The task:
Will you restate verbatim the lines running from the line with "target | white cloud" to the end of the data, leaving out everything else?

Records for the task:
========

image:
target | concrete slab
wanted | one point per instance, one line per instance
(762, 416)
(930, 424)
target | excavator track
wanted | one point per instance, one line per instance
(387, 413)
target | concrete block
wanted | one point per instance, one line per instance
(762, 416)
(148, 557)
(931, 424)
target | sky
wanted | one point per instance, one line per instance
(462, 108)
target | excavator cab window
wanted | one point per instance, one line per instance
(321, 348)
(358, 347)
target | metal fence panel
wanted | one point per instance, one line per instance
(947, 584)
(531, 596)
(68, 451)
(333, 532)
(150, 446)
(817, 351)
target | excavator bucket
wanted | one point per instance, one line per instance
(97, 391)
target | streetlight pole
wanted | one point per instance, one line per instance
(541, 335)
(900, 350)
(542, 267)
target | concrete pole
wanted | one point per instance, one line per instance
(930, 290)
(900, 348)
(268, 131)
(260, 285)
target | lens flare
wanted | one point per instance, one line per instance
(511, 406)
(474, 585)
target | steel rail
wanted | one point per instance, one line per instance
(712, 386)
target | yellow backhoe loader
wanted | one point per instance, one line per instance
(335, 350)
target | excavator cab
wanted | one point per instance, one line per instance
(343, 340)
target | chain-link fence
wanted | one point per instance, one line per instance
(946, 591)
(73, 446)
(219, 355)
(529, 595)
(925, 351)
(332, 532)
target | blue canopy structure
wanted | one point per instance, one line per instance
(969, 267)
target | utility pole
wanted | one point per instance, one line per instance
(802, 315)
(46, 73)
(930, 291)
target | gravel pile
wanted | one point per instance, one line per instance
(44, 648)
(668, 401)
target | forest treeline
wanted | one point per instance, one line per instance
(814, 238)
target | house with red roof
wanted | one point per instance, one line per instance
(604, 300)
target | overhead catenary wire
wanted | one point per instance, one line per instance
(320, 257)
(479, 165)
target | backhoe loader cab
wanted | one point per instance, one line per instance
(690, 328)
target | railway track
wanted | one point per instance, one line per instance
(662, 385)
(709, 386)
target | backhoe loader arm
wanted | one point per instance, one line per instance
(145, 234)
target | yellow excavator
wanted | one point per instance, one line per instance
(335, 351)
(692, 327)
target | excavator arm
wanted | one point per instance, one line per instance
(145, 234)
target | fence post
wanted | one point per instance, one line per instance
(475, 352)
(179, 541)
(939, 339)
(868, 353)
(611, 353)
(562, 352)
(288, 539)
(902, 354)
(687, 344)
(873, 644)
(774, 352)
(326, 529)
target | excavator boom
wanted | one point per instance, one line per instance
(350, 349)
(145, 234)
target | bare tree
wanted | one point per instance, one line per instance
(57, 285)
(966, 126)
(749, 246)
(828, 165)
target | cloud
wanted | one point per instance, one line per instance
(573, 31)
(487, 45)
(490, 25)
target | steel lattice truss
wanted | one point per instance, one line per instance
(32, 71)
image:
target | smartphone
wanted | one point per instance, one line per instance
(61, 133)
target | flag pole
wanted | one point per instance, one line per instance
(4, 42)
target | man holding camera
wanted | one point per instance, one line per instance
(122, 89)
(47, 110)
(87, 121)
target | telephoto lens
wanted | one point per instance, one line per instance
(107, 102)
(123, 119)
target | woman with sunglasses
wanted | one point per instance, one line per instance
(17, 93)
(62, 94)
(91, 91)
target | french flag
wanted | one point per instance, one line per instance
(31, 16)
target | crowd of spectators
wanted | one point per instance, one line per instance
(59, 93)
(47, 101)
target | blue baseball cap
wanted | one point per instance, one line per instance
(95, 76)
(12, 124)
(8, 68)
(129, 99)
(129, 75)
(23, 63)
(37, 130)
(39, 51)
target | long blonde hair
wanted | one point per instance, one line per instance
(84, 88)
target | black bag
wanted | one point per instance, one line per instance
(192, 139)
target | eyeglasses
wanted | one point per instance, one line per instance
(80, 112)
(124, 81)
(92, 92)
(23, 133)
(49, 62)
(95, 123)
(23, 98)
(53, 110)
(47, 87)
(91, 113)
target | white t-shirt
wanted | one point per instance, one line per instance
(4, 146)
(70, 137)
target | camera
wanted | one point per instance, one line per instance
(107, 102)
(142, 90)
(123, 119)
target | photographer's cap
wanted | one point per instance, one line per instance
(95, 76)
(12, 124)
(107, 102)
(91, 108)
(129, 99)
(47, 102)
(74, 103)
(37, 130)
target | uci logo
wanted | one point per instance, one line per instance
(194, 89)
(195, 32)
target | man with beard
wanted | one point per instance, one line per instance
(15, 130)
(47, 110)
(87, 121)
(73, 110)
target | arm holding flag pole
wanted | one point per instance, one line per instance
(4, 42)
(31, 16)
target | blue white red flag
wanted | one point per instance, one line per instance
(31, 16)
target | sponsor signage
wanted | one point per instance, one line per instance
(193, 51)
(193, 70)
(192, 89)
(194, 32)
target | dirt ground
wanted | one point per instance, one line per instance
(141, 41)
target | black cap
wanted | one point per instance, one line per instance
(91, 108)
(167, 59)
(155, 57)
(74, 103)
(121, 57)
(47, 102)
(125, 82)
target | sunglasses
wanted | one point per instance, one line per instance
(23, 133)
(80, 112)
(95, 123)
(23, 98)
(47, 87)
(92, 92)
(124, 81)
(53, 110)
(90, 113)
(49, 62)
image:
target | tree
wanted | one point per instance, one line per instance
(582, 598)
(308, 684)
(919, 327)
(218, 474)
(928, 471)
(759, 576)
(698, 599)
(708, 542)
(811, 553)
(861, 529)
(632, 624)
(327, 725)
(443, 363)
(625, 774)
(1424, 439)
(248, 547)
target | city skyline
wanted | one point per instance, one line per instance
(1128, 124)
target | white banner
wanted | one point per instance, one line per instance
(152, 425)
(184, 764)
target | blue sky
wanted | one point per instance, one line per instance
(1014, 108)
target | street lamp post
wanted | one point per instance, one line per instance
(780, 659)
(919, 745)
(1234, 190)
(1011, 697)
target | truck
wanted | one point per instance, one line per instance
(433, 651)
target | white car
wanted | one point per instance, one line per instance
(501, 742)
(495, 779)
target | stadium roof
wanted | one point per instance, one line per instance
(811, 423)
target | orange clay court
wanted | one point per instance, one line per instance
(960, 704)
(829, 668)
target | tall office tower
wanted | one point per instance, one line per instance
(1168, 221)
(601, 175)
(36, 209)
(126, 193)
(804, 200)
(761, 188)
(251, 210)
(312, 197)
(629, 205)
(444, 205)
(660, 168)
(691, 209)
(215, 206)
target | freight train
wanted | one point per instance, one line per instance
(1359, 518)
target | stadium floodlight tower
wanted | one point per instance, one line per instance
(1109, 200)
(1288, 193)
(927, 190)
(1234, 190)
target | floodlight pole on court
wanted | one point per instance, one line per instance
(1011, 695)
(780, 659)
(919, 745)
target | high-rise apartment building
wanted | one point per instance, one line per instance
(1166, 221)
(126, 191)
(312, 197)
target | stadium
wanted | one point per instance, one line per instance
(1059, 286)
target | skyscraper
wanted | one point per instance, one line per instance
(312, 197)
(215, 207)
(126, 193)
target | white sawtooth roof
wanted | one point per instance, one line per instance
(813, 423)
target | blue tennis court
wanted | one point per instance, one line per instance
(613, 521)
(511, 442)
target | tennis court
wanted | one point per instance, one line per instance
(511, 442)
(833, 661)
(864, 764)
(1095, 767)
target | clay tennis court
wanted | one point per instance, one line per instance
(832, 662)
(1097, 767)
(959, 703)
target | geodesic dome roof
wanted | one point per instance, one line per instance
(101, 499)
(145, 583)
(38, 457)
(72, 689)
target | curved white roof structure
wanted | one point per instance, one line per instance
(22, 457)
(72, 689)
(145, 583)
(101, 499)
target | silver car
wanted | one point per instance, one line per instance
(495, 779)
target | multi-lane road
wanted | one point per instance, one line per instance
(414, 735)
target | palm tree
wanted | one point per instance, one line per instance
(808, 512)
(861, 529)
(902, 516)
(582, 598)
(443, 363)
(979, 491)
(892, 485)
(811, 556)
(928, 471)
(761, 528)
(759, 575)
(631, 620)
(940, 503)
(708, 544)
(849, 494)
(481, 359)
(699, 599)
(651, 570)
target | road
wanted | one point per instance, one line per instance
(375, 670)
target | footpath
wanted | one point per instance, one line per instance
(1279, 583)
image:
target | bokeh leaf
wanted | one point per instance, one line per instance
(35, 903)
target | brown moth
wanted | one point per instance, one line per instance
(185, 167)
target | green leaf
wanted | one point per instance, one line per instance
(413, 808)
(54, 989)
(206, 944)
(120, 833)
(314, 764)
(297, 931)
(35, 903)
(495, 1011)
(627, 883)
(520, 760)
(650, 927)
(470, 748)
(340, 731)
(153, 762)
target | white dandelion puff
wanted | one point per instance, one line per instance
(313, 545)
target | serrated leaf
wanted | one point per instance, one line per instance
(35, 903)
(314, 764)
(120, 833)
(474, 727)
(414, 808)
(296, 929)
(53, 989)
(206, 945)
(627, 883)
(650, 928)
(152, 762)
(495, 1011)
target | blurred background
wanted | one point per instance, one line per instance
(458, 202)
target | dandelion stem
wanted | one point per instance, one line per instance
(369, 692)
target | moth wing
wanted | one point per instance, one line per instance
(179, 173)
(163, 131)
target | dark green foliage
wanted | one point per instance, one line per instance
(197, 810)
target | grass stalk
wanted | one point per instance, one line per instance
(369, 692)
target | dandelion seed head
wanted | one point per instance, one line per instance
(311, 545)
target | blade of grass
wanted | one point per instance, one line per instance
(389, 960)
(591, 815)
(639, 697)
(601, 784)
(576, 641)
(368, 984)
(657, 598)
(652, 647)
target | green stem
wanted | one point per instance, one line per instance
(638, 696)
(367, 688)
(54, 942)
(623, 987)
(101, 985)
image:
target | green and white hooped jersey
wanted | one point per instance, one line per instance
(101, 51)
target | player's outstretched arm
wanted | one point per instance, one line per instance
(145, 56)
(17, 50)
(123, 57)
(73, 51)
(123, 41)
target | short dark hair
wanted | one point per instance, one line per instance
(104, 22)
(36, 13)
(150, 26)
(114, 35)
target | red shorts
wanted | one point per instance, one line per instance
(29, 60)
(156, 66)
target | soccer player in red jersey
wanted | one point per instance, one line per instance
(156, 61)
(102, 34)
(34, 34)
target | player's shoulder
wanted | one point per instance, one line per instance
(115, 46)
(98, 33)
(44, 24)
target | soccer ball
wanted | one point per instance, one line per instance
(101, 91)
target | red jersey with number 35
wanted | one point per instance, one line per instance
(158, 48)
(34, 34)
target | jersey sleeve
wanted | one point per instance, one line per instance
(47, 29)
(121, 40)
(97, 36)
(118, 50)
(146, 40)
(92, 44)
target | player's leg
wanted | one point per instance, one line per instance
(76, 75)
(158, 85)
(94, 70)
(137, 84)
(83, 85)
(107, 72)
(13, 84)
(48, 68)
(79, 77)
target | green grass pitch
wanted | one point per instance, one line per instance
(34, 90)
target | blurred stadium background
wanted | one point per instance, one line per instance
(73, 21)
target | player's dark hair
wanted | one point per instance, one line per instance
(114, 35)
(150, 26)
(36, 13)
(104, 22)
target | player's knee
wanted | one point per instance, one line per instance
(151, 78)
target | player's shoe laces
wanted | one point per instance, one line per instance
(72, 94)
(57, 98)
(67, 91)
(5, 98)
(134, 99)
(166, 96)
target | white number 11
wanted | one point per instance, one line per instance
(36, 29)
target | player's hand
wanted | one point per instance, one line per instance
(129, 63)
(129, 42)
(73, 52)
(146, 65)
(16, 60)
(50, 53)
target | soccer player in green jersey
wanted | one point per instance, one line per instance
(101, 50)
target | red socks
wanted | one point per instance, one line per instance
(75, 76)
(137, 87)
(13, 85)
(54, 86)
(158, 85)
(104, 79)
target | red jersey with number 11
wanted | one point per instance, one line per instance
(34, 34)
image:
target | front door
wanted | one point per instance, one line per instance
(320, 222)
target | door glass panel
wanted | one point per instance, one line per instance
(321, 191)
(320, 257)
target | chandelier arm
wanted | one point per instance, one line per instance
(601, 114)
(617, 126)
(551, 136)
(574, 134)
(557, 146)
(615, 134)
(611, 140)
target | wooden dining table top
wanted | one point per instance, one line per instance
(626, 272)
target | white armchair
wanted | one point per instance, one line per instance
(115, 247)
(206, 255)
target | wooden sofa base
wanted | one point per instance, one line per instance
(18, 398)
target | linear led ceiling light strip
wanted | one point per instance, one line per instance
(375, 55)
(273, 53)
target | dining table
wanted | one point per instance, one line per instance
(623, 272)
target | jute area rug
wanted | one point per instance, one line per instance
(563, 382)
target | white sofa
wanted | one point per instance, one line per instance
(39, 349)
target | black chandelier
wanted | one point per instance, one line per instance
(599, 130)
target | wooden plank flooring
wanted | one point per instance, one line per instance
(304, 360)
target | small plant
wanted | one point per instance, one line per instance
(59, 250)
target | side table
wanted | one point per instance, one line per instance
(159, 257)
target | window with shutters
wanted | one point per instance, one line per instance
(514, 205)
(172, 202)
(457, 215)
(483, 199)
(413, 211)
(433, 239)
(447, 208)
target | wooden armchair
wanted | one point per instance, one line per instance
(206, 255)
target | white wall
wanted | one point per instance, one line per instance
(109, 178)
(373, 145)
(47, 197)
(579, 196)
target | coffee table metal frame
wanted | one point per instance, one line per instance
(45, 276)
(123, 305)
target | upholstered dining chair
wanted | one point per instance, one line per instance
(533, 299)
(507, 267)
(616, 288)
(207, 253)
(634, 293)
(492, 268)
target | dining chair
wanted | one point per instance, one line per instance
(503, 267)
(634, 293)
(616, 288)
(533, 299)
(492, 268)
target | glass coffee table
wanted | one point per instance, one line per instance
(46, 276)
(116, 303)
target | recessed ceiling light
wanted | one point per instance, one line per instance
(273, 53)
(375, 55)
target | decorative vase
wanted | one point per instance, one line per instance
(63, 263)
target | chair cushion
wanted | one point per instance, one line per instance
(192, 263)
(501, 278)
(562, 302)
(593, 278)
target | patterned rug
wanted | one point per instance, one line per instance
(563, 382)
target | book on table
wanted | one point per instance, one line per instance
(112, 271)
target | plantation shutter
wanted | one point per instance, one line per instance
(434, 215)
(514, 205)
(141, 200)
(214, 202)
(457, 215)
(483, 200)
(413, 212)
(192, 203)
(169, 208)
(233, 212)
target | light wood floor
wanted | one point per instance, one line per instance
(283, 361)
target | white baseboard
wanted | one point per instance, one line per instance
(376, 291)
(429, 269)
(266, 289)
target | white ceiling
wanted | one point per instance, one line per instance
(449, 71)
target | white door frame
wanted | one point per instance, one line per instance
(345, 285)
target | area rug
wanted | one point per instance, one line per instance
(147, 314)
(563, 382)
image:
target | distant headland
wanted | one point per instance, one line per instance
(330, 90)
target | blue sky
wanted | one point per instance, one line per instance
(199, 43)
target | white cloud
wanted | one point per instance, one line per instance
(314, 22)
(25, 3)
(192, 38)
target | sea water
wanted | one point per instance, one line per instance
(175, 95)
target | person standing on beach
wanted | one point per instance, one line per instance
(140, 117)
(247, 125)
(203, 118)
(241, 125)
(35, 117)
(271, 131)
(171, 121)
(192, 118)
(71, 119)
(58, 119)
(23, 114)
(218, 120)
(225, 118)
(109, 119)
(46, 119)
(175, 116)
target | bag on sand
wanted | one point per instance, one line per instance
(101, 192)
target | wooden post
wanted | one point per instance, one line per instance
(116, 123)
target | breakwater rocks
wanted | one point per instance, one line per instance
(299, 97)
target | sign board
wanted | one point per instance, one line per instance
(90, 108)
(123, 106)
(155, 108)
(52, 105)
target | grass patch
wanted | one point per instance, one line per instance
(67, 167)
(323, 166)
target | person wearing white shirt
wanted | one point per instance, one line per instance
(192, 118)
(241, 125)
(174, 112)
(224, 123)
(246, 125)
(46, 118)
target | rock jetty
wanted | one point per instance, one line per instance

========

Answer in full:
target | white cloud
wanted | one point per instance, one line per instance
(314, 22)
(25, 3)
(192, 38)
target | sea water
wanted | one point per instance, one line per instance
(175, 95)
target | person standing on beach
wanted | one point per instance, one line per instance
(140, 117)
(247, 125)
(203, 118)
(241, 125)
(35, 117)
(271, 131)
(171, 121)
(192, 118)
(71, 119)
(58, 119)
(23, 114)
(218, 120)
(225, 118)
(109, 119)
(46, 119)
(175, 116)
target | bag on sand
wanted | one point per instance, one line per instance
(101, 192)
target | wooden post
wanted | one point per instance, one line per instance
(116, 123)
target | breakwater rocks
wanted | one point per instance, one line per instance
(299, 97)
target | sign board
wanted | one point per instance, one line per instance
(90, 108)
(123, 106)
(155, 108)
(52, 105)
target | grass patch
wanted | one point per instance, one line per instance
(67, 167)
(323, 166)
target | person wearing white shirt
wanted | one point per instance, one line per instance
(192, 118)
(241, 125)
(174, 112)
(224, 123)
(246, 125)
(46, 118)
target | rock jetty
wanted | one point per instance, one line per instance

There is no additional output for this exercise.